**Work task**
Only an exact copy of the records, from the line with "wood plank in the photo above." through the last line, is wanted.

Start of Recorded data

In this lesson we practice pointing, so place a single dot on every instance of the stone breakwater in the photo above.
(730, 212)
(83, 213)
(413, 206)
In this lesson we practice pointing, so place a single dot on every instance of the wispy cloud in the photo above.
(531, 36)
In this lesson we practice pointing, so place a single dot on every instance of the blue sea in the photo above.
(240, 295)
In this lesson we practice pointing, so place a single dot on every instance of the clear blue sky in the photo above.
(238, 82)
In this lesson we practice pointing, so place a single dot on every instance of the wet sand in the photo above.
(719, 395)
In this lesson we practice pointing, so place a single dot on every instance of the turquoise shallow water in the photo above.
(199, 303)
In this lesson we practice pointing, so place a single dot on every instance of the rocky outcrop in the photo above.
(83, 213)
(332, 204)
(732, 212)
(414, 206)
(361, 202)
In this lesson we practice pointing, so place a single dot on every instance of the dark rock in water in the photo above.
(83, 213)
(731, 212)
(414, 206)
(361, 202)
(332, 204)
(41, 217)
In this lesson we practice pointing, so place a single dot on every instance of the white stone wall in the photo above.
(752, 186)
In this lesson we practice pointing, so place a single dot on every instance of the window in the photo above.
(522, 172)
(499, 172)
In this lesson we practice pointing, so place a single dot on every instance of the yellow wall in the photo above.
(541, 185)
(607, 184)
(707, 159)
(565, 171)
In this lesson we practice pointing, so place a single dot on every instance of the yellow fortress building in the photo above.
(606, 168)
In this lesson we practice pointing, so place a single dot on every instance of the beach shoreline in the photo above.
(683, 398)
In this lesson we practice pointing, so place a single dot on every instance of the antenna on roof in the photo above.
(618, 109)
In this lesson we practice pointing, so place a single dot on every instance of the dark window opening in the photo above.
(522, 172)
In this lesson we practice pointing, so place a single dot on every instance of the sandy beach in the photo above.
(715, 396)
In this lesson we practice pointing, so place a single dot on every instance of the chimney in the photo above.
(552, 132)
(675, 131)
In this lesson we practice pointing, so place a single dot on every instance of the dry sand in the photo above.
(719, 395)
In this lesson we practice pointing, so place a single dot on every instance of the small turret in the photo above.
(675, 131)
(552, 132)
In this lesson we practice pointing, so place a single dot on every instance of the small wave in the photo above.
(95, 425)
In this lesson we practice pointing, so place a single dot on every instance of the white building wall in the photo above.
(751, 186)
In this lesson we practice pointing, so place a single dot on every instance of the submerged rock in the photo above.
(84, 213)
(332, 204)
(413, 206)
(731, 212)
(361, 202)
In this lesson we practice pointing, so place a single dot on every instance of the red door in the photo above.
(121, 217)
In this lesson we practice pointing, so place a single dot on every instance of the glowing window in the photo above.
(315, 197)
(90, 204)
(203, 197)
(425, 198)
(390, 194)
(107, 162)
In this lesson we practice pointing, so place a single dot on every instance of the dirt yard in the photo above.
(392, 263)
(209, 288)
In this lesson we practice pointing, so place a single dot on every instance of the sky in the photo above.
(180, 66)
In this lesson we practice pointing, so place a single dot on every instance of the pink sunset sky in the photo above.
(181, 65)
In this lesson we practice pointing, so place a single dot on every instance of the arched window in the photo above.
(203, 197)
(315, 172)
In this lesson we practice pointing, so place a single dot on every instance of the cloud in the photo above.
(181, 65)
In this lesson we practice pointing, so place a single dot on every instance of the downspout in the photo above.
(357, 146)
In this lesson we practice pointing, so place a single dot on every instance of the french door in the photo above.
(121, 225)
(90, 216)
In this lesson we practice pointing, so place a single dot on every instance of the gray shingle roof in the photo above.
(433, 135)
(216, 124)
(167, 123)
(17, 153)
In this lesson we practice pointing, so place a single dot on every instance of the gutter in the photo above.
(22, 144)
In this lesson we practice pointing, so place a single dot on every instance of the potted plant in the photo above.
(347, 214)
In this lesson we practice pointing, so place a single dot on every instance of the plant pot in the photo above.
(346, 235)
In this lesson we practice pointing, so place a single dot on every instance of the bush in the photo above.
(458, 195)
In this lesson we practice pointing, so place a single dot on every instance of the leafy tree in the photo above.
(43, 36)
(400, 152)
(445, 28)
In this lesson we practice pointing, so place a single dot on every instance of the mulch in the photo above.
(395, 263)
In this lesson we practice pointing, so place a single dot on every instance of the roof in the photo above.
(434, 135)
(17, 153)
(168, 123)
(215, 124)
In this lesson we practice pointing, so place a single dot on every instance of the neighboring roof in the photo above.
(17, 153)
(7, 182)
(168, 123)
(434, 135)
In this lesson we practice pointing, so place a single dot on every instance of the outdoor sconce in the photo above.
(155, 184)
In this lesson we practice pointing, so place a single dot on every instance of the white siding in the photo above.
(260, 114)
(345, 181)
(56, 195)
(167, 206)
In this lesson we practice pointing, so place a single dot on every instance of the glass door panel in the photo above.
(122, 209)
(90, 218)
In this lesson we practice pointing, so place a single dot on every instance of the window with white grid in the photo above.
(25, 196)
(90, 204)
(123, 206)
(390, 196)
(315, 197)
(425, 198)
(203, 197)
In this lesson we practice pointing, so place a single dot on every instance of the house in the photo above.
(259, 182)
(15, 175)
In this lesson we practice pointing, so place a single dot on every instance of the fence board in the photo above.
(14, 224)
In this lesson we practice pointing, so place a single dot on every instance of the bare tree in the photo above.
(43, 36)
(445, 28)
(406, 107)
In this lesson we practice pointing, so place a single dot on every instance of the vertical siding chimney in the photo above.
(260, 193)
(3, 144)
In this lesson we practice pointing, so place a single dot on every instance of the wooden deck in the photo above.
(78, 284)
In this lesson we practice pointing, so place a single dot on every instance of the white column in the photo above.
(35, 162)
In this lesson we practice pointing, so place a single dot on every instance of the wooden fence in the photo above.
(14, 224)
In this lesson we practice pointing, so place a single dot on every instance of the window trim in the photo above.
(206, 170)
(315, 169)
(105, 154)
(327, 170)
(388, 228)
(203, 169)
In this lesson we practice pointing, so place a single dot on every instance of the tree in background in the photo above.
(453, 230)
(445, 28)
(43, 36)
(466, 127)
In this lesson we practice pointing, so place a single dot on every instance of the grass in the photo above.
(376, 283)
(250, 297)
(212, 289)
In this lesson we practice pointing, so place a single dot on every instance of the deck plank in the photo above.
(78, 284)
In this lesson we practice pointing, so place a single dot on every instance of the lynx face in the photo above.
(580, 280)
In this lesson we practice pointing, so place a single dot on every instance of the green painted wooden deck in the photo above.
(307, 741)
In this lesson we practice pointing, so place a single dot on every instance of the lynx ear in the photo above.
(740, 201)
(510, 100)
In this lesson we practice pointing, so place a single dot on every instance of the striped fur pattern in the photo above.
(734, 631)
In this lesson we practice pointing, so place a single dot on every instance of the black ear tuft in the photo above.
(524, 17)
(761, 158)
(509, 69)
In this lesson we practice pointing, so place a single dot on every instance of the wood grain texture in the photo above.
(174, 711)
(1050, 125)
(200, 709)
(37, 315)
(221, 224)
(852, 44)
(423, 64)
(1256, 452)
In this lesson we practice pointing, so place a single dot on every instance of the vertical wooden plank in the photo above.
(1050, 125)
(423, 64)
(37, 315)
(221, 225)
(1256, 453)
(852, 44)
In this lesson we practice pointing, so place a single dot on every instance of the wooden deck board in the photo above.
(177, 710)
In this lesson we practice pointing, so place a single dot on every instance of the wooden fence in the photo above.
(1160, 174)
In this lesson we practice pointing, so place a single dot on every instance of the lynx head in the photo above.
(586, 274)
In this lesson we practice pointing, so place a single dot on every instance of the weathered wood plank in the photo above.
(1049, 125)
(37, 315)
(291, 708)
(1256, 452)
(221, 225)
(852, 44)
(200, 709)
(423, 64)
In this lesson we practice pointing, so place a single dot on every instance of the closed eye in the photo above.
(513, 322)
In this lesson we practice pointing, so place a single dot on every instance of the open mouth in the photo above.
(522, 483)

End of Recorded data

**Task output**
In this lesson we practice pointing, so place a single dot on every instance of the weathered wood plank in the photo above.
(1049, 125)
(37, 315)
(291, 708)
(1256, 452)
(221, 225)
(852, 44)
(200, 709)
(423, 64)
In this lesson we practice pointing, so place a single dot on every instance of the closed eye in the photo above.
(513, 322)
In this lesson we practice pointing, so place a single dot on every instance of the open mouth in the photo above.
(522, 483)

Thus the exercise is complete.